Please retype the records below exactly, leaving out any pictures.

(Lines of data)
------------------------------------------------

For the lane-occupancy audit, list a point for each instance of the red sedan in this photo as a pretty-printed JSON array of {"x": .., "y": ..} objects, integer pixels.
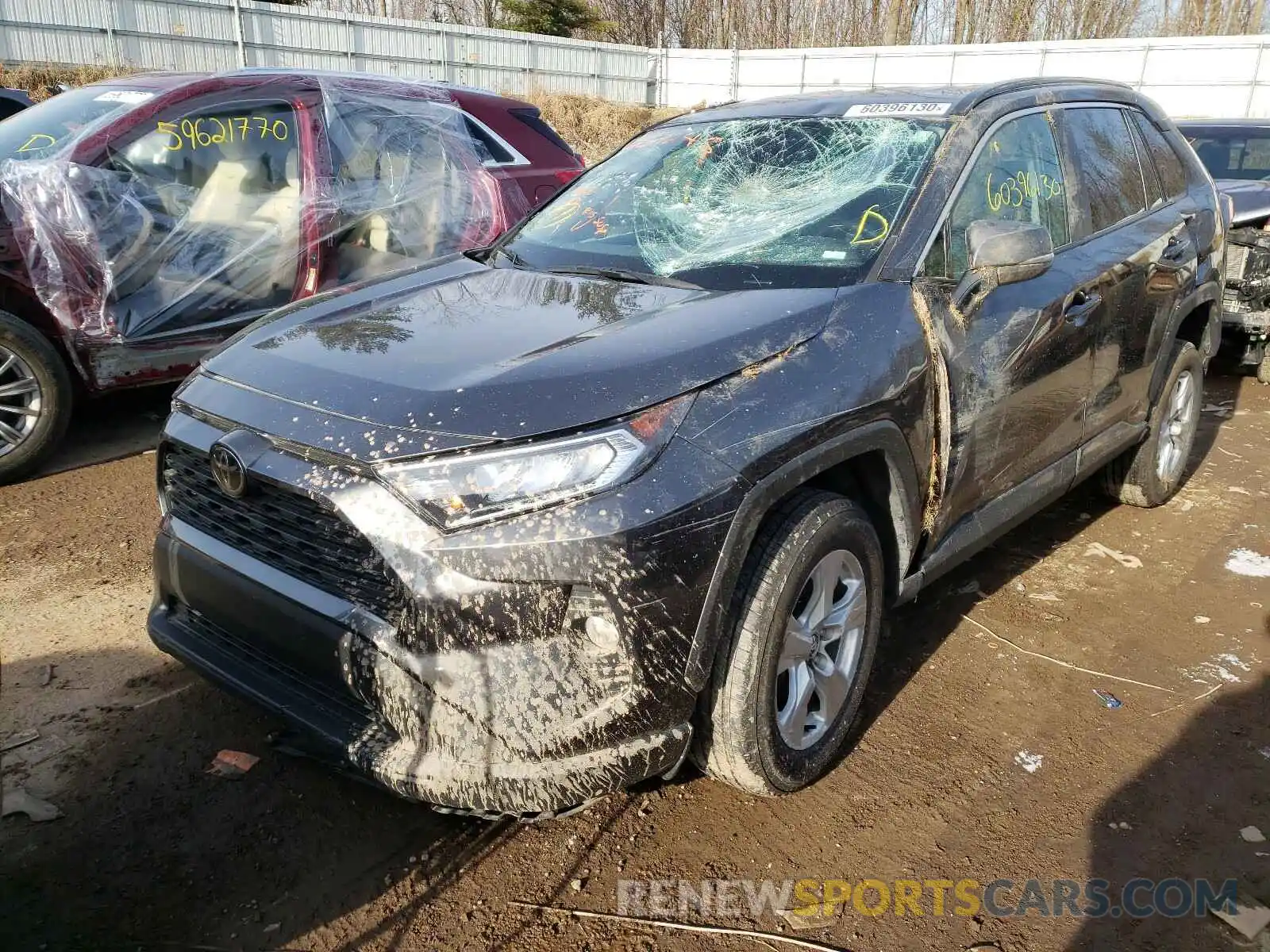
[{"x": 149, "y": 219}]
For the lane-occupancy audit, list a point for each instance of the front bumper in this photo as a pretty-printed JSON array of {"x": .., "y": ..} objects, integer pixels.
[{"x": 478, "y": 695}]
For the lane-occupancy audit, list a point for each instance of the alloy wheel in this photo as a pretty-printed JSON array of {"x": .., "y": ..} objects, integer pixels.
[
  {"x": 21, "y": 401},
  {"x": 821, "y": 653}
]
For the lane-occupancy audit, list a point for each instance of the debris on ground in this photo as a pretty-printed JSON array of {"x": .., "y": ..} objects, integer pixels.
[
  {"x": 1128, "y": 562},
  {"x": 1060, "y": 662},
  {"x": 765, "y": 937},
  {"x": 1248, "y": 918},
  {"x": 1245, "y": 562},
  {"x": 19, "y": 801},
  {"x": 232, "y": 765},
  {"x": 812, "y": 917},
  {"x": 18, "y": 739},
  {"x": 1028, "y": 761},
  {"x": 37, "y": 750}
]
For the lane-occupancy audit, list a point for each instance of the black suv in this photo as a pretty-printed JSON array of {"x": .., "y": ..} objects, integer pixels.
[
  {"x": 1237, "y": 155},
  {"x": 643, "y": 479}
]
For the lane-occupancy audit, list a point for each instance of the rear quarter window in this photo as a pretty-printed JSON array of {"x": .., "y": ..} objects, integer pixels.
[{"x": 533, "y": 120}]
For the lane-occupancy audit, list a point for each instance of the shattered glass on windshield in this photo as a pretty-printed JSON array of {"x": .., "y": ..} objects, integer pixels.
[
  {"x": 221, "y": 207},
  {"x": 746, "y": 202}
]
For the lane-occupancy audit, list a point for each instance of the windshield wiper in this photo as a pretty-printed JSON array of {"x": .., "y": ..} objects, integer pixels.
[
  {"x": 626, "y": 276},
  {"x": 487, "y": 255}
]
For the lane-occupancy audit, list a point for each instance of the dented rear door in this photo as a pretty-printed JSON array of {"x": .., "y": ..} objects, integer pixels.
[
  {"x": 1130, "y": 255},
  {"x": 1019, "y": 366}
]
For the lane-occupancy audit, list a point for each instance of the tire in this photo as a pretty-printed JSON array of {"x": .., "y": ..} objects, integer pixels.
[
  {"x": 741, "y": 738},
  {"x": 35, "y": 397},
  {"x": 1151, "y": 473}
]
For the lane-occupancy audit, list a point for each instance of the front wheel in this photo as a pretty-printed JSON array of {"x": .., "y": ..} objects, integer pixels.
[
  {"x": 1149, "y": 474},
  {"x": 787, "y": 687},
  {"x": 35, "y": 397}
]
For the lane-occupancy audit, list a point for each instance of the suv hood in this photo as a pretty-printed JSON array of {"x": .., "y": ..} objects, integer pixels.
[
  {"x": 1251, "y": 200},
  {"x": 480, "y": 353}
]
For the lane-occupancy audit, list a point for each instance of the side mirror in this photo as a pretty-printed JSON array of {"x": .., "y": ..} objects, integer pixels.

------------------------------------------------

ANSWER TO THIS PROBLEM:
For the lane-occupancy audit, list a point for each instance of the red sedan in this photo as a pretty-printed JSON array of {"x": .., "y": ..} objects, integer pixels.
[{"x": 149, "y": 219}]
For the lane-occupancy audit, list a point for each instance of the front bumper in this photo as a pretty-printed JSON array of {"x": .., "y": ..} objects, integer pixels.
[{"x": 478, "y": 695}]
For the lane-occupancy audit, list a point for each instance of the alloy wheel in this photo as a pretty-printed JSON array of {"x": .., "y": ..} objects, integer pixels.
[
  {"x": 21, "y": 401},
  {"x": 821, "y": 653}
]
For the lane-occupancy audit, list a point for each instance of the debris on ground in this photo as a pretty-printed JSON array of {"x": .., "y": ..} objects, integer pixels.
[
  {"x": 1128, "y": 562},
  {"x": 1060, "y": 662},
  {"x": 765, "y": 937},
  {"x": 1248, "y": 918},
  {"x": 1245, "y": 562},
  {"x": 19, "y": 801},
  {"x": 232, "y": 765},
  {"x": 812, "y": 917},
  {"x": 18, "y": 739},
  {"x": 1028, "y": 761},
  {"x": 37, "y": 750}
]
For the lane-occupancy audit, list a point for each instance of the black suv in this photo as a pretty-printed JSON array of {"x": .., "y": ..} objects, integer pixels.
[
  {"x": 1237, "y": 155},
  {"x": 643, "y": 479}
]
For the lane-occupancy audit, list a point for each instance of the rear quarter window in this photo as a pretty-printed JSON array of {"x": .., "y": ..} objects, integer pixels.
[{"x": 533, "y": 120}]
For the lane-occupancy audit, list a point for each instance of the shattered glass on windshield in this photo as a pretty-printed JSON array of {"x": .., "y": ..} objects, integer pixels.
[
  {"x": 221, "y": 207},
  {"x": 746, "y": 202}
]
For the lane-occupancy audit, list a point for each instance of the windshield wiper in this photo as a pretty-printed JSON array of {"x": .., "y": ..} objects, integer pixels.
[
  {"x": 626, "y": 276},
  {"x": 487, "y": 255}
]
For the lane-occupancy audit, list a point for each instance of the dented rear door in this photo as a pretty-printed JSON array of {"x": .., "y": ..} objects, integer pixels.
[
  {"x": 1130, "y": 255},
  {"x": 1019, "y": 366}
]
For the lane-occupancy audit, list a point for each instance of the tire in this photo as a pretty-printed JSON array of {"x": .., "y": ..} objects, integer pixels.
[
  {"x": 741, "y": 738},
  {"x": 35, "y": 397},
  {"x": 1151, "y": 473}
]
For the lane-occupancy audit, list a point for each instance of the front wheel in this photo as a pretty-printed JSON array of {"x": .., "y": ..} objects, integer pixels.
[
  {"x": 1149, "y": 474},
  {"x": 787, "y": 687},
  {"x": 35, "y": 397}
]
For the lane-occupancy audit, list a point for each instance of the suv hood in this photo as a pretty-printed JSON array of {"x": .., "y": ..} objects, integer pixels.
[
  {"x": 1251, "y": 200},
  {"x": 480, "y": 353}
]
For the lane-occupancy audit, list a point for each instance of the side mirror in this photo as a pretty-printed JSON array of {"x": .., "y": ..} objects, integer pixels.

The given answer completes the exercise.